Records drawn from a dataset:

★ ★ ★ ★ ★

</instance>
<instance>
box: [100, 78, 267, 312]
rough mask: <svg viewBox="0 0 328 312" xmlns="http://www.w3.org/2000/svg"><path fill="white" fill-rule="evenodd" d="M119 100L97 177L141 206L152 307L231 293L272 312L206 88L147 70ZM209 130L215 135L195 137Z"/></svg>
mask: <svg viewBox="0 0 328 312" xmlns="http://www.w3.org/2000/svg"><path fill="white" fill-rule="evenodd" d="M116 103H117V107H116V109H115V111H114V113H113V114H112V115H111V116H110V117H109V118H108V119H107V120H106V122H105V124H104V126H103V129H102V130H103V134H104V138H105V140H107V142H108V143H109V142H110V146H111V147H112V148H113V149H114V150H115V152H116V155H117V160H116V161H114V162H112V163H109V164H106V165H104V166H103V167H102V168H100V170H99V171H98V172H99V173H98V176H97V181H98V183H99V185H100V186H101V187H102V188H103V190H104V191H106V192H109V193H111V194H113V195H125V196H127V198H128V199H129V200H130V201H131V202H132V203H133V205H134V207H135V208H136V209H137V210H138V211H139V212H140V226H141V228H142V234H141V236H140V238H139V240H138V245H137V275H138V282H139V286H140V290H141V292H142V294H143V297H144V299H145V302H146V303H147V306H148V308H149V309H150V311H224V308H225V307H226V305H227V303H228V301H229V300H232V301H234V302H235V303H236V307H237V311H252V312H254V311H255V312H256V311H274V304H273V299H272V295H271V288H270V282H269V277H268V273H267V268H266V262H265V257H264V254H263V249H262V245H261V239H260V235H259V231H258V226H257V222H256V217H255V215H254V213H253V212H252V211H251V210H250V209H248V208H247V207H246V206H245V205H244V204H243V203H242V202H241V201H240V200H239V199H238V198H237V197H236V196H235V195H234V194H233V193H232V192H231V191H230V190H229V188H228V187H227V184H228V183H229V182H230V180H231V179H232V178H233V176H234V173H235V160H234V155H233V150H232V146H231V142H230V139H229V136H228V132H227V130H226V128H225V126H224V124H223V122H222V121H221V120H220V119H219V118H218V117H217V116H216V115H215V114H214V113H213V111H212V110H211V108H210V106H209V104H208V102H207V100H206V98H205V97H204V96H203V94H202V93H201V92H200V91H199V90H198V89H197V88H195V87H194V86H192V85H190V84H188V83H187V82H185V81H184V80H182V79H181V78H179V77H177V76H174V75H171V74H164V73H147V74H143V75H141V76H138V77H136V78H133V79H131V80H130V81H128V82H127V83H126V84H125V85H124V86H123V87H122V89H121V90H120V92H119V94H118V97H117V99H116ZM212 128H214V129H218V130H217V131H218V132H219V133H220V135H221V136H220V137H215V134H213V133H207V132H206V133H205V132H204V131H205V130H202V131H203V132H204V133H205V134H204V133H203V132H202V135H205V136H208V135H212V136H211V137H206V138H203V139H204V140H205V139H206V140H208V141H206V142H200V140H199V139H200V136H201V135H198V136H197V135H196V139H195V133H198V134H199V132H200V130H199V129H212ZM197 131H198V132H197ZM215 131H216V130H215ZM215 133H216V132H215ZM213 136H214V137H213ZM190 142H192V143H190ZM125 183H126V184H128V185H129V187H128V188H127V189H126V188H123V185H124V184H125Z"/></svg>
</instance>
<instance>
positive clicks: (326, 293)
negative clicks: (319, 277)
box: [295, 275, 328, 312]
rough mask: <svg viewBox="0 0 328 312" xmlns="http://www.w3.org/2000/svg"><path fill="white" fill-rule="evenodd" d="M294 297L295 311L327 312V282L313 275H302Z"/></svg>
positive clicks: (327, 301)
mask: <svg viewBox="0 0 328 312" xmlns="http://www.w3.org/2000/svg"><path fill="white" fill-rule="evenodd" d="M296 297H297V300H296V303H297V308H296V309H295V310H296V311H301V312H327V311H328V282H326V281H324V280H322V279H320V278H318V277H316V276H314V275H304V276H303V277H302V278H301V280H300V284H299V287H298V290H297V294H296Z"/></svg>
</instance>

★ ★ ★ ★ ★

Problem statement: When you reach this point, go back and write out each record above exactly.

Answer box:
</instance>
<instance>
box: [100, 78, 267, 312]
rough mask: <svg viewBox="0 0 328 312" xmlns="http://www.w3.org/2000/svg"><path fill="white" fill-rule="evenodd" d="M119 100L97 177L141 206L152 307L231 293L272 312L206 88L147 70ZM209 130L215 135L195 137Z"/></svg>
mask: <svg viewBox="0 0 328 312" xmlns="http://www.w3.org/2000/svg"><path fill="white" fill-rule="evenodd" d="M116 103H117V107H116V109H115V111H114V113H113V114H112V115H111V116H110V117H109V118H108V119H107V120H106V122H105V124H104V126H103V129H102V130H103V134H104V138H105V140H107V142H108V143H109V142H110V146H111V147H112V148H113V149H114V150H115V152H116V155H117V160H116V161H114V162H112V163H109V164H106V165H104V166H103V167H102V168H100V170H99V171H98V172H99V173H98V176H97V181H98V183H99V185H100V186H101V187H102V188H103V190H104V191H106V192H109V193H111V194H113V195H125V196H127V198H128V199H129V200H130V201H131V202H132V203H133V205H134V207H135V208H136V209H137V210H138V211H139V212H140V226H141V228H142V234H141V236H140V238H139V240H138V245H137V275H138V282H139V286H140V290H141V292H142V294H143V297H144V299H145V302H146V303H147V306H148V308H149V309H150V311H224V308H225V307H226V305H227V303H228V301H229V300H232V301H234V302H235V303H236V307H237V311H252V312H254V311H255V312H256V311H274V304H273V299H272V295H271V288H270V282H269V277H268V273H267V268H266V262H265V257H264V254H263V249H262V245H261V239H260V235H259V231H258V226H257V222H256V217H255V215H254V213H253V212H252V211H251V210H250V209H248V208H247V207H246V206H245V205H244V204H243V203H242V202H241V201H240V200H239V199H238V198H237V197H236V196H235V195H234V194H233V193H232V192H231V191H230V190H229V188H228V187H227V184H228V183H229V182H230V180H231V179H232V178H233V176H234V173H235V160H234V155H233V150H232V146H231V142H230V139H229V136H228V132H227V130H226V128H225V126H224V124H223V122H222V121H221V120H220V119H219V118H218V117H217V116H216V115H215V114H214V113H213V111H212V110H211V108H210V106H209V104H208V102H207V100H206V98H205V97H204V96H203V94H202V93H201V92H200V91H199V90H198V89H197V88H195V87H194V86H192V85H190V84H188V83H187V82H185V81H184V80H182V79H181V78H179V77H177V76H174V75H171V74H164V73H147V74H143V75H141V76H138V77H136V78H133V79H131V80H130V81H128V82H127V83H126V84H125V85H124V86H123V87H122V89H121V90H120V92H119V94H118V97H117V99H116ZM212 128H214V129H218V130H217V131H218V132H219V133H220V135H221V136H220V137H215V134H213V133H207V132H206V133H205V132H204V131H205V130H202V131H203V132H204V133H205V134H204V133H203V132H202V135H205V136H208V135H212V136H211V137H206V138H203V139H204V140H205V139H206V140H208V141H206V142H200V140H199V139H200V136H201V135H198V136H197V135H196V139H195V133H198V134H199V132H200V130H199V129H212ZM197 131H198V132H197ZM215 131H216V130H215ZM215 133H216V132H215ZM213 136H214V137H213ZM190 142H192V143H190ZM125 183H126V184H128V185H129V187H128V188H127V189H126V188H123V185H124V184H125Z"/></svg>
</instance>
<instance>
positive clicks: (326, 293)
negative clicks: (319, 277)
box: [295, 275, 328, 312]
rough mask: <svg viewBox="0 0 328 312" xmlns="http://www.w3.org/2000/svg"><path fill="white" fill-rule="evenodd" d="M294 297L295 311L327 312V282L313 275H302Z"/></svg>
positive clicks: (327, 301)
mask: <svg viewBox="0 0 328 312" xmlns="http://www.w3.org/2000/svg"><path fill="white" fill-rule="evenodd" d="M296 297H297V300H296V303H297V308H296V309H295V310H296V311H301V312H327V311H328V282H326V281H324V280H322V279H320V278H318V277H316V276H314V275H304V276H303V277H302V278H301V280H300V284H299V287H298V290H297V294H296Z"/></svg>
</instance>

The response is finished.